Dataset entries
━━━━━━━━━━━━━━━━
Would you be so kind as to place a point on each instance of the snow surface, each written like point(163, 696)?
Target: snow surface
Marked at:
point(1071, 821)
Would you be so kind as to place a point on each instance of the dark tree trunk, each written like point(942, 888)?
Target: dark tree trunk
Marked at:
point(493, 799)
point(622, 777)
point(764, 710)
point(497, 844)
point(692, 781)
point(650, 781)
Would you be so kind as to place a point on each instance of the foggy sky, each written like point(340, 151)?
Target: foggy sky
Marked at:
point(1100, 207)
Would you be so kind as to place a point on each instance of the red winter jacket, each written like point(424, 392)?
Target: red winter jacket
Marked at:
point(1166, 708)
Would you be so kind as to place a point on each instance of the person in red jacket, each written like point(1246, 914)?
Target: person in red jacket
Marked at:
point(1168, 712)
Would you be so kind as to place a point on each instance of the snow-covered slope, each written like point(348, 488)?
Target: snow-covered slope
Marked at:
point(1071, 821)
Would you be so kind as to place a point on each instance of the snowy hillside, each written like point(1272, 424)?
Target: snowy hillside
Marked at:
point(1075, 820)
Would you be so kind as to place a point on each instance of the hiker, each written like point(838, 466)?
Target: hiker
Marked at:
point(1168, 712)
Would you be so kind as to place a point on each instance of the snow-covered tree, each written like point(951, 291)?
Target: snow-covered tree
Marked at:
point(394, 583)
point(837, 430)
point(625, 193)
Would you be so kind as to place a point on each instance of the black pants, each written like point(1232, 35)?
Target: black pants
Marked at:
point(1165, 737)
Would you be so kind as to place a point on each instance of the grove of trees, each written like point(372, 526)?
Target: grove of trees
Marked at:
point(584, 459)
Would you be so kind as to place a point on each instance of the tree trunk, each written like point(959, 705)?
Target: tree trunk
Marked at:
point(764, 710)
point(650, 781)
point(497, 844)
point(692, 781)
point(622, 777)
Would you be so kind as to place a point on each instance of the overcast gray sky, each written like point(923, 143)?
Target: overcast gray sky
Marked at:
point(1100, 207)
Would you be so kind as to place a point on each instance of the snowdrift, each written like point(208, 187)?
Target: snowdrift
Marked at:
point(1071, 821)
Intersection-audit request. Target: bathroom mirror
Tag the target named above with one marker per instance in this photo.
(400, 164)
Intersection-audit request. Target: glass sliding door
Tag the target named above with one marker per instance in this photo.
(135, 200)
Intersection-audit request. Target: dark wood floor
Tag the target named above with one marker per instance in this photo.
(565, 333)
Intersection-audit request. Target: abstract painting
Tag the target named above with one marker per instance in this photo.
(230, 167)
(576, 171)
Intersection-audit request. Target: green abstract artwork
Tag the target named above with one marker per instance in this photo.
━━━━━━━━━━━━━━━━
- _WHAT IS REQUIRED_
Could you work out how many lines in the records include "covered"? Answer with the number only.

- _TASK RESULT_
4